__Article__
══════

Tuesday, March 28, 2017

Shellac's Revenge

This is my post from this week's Tuesday Blog.

It is our custom during Lent to program organ music, and this year I have two posts (this one, and another next week) where we will explore baroque and renaissance organ repertoire, performed (unashamedly, might I add) with “big organ” bombast.

Before getting started with this week’s post, I want to “plug” a blog that I have encountered last year, The Shellackophile, which presents “Recordings of classical music from the 78-rpm era (mostly)”. Today’s musical shares and some of the commentary come from this fine effort by a like-minded music collector and enthusiast.

George Dorrington Cunningham (1878 - 1948) was an important English organist and teacher, who counted among his students the two other eminent British organists on deck this week, E. Power Biggs and George Thalben-Ball. There is no doubt that there is a long tradition of organ music in Britain, and it probably dates back to one of the great organ composers of the Baroque era, Georg Fredertic Handel, who elected to become a British subject in 1726.

══════

__Raw data__

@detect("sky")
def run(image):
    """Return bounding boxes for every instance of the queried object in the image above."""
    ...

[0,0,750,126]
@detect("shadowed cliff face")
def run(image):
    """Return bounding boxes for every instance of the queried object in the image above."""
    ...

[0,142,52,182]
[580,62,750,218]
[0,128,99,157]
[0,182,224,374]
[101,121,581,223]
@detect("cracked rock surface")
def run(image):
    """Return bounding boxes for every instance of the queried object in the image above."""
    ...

══════

According to the blog post, which two British organists studied under George Dorrington Cunningham?

__Written response__
E. Power Biggs and George Thalben-Ball.